* [Work to complete] Report each line of the data below in which "upper" appears.

* [Information provided]
────────────────

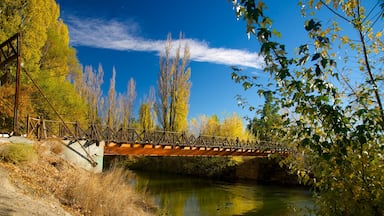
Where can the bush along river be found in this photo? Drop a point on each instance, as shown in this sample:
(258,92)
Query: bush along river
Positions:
(218,186)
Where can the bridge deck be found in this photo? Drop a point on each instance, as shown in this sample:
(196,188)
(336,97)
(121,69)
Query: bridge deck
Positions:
(169,150)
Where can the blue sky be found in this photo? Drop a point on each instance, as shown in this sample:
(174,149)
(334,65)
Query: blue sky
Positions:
(129,35)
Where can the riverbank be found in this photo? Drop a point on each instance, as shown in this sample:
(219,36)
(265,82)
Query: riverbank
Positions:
(35,180)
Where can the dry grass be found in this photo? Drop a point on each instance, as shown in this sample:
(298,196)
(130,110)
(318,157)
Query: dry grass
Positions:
(80,192)
(106,194)
(17,153)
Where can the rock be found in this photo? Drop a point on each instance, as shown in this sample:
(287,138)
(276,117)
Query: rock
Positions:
(20,140)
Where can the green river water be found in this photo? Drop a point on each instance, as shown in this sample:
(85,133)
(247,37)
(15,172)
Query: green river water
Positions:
(180,195)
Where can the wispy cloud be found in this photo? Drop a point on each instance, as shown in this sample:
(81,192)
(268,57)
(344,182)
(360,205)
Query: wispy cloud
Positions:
(117,35)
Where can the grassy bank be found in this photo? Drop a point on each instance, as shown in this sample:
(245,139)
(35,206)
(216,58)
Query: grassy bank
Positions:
(40,171)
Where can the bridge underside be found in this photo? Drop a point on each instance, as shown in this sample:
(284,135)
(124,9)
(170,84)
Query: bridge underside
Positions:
(169,150)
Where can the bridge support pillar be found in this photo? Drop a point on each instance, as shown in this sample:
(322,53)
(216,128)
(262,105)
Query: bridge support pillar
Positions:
(84,156)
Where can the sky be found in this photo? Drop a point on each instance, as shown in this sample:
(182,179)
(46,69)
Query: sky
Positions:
(130,35)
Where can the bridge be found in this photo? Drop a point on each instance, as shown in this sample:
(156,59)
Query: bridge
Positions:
(151,143)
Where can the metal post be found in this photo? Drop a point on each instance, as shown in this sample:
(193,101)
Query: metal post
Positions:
(17,91)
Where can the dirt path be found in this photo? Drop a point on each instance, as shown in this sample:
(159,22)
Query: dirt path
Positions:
(14,201)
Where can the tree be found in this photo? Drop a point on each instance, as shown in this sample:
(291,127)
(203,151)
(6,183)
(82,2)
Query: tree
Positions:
(336,122)
(266,127)
(46,56)
(174,88)
(88,86)
(111,115)
(232,126)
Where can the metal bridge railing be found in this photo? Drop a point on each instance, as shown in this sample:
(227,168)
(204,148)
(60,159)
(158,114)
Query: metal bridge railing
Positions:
(42,129)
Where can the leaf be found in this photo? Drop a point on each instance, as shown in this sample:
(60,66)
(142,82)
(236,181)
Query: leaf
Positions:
(312,25)
(316,56)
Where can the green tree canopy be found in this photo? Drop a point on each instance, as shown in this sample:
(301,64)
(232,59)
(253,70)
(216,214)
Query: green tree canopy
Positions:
(336,123)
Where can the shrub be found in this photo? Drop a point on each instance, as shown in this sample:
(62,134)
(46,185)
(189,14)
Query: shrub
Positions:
(105,194)
(17,153)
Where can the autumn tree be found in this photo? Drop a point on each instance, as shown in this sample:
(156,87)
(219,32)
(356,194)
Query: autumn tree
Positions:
(88,85)
(231,126)
(146,112)
(46,56)
(174,87)
(111,103)
(266,127)
(330,85)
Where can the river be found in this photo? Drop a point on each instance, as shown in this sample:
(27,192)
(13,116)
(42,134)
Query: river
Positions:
(180,195)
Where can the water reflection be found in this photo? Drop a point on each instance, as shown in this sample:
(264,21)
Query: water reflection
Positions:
(178,195)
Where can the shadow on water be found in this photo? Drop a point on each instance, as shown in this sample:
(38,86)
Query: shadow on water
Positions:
(180,195)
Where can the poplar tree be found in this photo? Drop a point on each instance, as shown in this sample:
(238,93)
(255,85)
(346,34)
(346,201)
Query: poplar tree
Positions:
(111,111)
(173,88)
(46,56)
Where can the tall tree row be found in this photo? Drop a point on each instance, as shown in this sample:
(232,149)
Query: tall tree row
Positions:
(174,87)
(231,126)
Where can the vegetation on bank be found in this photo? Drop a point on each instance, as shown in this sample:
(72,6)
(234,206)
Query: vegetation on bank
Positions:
(39,170)
(329,90)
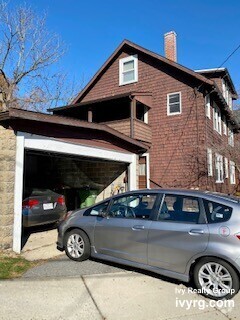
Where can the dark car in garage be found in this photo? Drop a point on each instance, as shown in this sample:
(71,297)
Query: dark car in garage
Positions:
(42,206)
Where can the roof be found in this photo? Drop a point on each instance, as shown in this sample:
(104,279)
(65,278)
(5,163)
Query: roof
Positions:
(129,44)
(15,114)
(130,94)
(219,71)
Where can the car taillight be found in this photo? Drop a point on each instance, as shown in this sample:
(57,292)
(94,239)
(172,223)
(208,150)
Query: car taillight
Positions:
(30,203)
(61,200)
(238,236)
(67,215)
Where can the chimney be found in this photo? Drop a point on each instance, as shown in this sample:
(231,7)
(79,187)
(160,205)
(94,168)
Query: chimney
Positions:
(170,45)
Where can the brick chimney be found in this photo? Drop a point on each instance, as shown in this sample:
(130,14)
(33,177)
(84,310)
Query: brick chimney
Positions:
(170,45)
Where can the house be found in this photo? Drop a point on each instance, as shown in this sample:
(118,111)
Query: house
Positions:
(142,121)
(184,116)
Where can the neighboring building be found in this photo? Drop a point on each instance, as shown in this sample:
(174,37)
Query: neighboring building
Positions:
(185,116)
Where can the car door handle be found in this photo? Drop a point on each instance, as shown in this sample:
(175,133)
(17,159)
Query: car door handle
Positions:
(195,232)
(138,227)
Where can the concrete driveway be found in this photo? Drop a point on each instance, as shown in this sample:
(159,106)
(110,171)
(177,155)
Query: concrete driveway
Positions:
(64,289)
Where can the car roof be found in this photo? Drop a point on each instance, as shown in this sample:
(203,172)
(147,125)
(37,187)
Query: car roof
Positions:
(196,193)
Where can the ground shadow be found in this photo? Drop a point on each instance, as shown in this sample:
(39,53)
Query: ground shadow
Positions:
(26,232)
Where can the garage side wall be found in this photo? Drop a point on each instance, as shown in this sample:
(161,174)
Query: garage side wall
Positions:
(7,178)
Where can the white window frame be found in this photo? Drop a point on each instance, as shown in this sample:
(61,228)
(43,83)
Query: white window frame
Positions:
(209,162)
(219,168)
(230,137)
(232,172)
(208,106)
(122,61)
(180,104)
(226,168)
(217,121)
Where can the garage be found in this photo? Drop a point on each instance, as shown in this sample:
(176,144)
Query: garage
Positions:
(83,161)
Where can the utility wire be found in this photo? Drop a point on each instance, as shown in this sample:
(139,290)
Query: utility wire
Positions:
(231,54)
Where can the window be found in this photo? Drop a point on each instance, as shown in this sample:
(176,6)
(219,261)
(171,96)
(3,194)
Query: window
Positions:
(208,106)
(219,168)
(128,70)
(174,103)
(98,209)
(232,173)
(224,126)
(217,212)
(226,167)
(230,137)
(179,208)
(217,119)
(226,93)
(137,206)
(209,162)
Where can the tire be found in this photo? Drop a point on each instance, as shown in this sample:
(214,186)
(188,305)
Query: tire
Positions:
(77,245)
(216,279)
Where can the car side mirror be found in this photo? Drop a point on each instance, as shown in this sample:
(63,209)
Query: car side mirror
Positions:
(102,213)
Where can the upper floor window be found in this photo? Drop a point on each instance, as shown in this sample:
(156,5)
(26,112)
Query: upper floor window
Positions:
(219,168)
(209,162)
(217,119)
(128,70)
(224,126)
(174,104)
(232,173)
(226,93)
(226,167)
(208,106)
(230,137)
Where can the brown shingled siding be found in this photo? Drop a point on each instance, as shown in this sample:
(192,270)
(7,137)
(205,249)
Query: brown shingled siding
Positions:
(179,142)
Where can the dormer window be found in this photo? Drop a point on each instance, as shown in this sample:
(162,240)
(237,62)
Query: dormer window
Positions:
(128,70)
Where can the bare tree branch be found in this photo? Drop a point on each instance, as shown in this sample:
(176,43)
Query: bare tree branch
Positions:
(29,54)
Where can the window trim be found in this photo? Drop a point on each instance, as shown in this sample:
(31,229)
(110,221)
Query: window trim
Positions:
(219,168)
(226,168)
(208,106)
(133,58)
(232,172)
(230,137)
(180,103)
(209,162)
(217,119)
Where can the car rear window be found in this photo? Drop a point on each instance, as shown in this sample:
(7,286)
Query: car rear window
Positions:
(217,212)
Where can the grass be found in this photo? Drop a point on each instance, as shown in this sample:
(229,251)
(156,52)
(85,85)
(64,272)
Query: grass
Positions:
(13,266)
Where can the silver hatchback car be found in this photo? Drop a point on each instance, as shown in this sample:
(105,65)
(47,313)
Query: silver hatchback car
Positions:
(183,234)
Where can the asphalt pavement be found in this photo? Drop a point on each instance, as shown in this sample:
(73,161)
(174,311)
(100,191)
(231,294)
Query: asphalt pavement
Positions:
(61,289)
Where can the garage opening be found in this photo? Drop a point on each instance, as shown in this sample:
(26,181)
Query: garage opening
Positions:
(56,183)
(82,180)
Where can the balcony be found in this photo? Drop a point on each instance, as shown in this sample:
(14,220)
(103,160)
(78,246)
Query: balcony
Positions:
(134,128)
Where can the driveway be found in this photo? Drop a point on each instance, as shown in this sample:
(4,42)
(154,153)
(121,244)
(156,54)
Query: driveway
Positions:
(63,289)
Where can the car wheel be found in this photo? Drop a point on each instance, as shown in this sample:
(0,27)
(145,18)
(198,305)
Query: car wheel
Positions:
(216,279)
(77,245)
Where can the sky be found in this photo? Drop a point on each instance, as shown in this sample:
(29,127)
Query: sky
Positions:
(208,31)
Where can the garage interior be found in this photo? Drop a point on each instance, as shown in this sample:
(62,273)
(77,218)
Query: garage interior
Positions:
(82,180)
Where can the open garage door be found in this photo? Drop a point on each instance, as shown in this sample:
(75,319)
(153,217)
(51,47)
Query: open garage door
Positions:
(81,180)
(82,174)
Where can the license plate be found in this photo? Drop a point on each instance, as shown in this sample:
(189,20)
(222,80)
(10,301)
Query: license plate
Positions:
(47,206)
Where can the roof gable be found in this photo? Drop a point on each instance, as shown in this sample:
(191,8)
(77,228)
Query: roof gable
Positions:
(150,54)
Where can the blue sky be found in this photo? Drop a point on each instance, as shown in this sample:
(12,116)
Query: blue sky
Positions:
(207,30)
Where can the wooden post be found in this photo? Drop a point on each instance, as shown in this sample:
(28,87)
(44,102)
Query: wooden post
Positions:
(133,117)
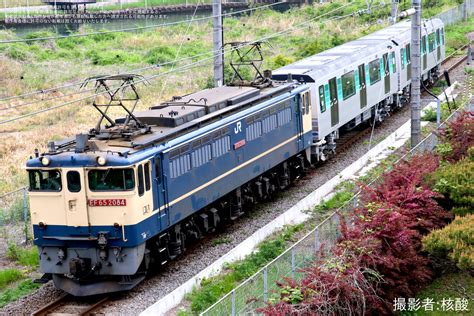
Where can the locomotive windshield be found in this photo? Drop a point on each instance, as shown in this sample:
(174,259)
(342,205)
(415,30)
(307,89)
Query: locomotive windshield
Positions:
(111,180)
(45,180)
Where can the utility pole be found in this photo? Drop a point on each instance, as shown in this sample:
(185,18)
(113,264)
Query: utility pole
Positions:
(218,39)
(464,11)
(416,73)
(394,12)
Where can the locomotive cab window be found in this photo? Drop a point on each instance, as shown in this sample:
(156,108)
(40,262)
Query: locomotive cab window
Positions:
(348,85)
(374,71)
(111,179)
(45,180)
(141,187)
(73,181)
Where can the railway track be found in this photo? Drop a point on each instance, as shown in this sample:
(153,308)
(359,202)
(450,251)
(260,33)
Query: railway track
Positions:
(67,305)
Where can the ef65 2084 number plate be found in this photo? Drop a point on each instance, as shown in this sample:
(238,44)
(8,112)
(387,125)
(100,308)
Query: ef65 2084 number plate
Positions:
(107,202)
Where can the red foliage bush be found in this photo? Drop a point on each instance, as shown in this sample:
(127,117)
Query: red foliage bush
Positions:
(384,240)
(460,135)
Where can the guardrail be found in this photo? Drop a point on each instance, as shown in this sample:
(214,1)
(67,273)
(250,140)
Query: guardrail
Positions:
(258,290)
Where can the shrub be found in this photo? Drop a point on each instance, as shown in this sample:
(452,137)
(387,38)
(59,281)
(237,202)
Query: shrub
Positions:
(460,134)
(455,241)
(383,243)
(454,181)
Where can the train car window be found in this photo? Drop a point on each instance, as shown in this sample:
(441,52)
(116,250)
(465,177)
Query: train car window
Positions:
(146,170)
(374,71)
(201,156)
(403,57)
(408,53)
(158,169)
(141,187)
(221,146)
(348,85)
(180,165)
(393,63)
(269,123)
(111,179)
(73,181)
(253,131)
(431,42)
(284,117)
(423,45)
(45,180)
(322,99)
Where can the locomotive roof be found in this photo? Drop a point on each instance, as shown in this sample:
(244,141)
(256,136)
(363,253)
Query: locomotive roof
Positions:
(326,63)
(174,118)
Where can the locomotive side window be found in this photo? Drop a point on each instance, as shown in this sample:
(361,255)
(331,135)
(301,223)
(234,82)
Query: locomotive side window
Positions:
(393,62)
(45,180)
(146,170)
(73,181)
(374,71)
(141,187)
(111,180)
(158,169)
(348,85)
(322,99)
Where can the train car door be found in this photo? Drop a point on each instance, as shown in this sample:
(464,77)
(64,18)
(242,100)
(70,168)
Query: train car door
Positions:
(160,200)
(408,61)
(385,69)
(362,87)
(334,103)
(438,46)
(75,198)
(424,51)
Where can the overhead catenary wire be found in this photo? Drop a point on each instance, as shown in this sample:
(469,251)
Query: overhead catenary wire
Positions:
(137,28)
(273,35)
(78,83)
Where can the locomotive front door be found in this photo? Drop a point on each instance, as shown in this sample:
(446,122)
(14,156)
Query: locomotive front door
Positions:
(159,193)
(386,73)
(75,199)
(334,103)
(362,87)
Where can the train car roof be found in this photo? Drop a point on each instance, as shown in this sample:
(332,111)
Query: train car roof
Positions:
(326,63)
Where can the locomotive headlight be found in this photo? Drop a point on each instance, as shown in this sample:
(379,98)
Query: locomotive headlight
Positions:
(101,160)
(45,161)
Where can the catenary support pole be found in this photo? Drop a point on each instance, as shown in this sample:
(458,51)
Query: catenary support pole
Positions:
(394,12)
(416,73)
(218,43)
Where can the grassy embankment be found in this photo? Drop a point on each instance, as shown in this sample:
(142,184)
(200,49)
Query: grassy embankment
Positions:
(40,65)
(16,282)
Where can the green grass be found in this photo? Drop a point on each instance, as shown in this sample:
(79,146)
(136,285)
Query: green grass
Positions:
(23,288)
(343,194)
(449,286)
(214,288)
(26,256)
(8,276)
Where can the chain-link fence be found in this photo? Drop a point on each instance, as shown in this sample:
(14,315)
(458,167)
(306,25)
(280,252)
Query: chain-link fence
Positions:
(256,291)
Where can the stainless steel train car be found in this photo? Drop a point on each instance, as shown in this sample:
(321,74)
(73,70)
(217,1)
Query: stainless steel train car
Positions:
(108,205)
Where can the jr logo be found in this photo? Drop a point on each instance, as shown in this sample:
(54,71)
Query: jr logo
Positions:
(238,128)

────────────────

* [Response area]
Where can the upper floor window be found in this photo? Drop a point on each instance, as shown in this sample:
Query: upper floor window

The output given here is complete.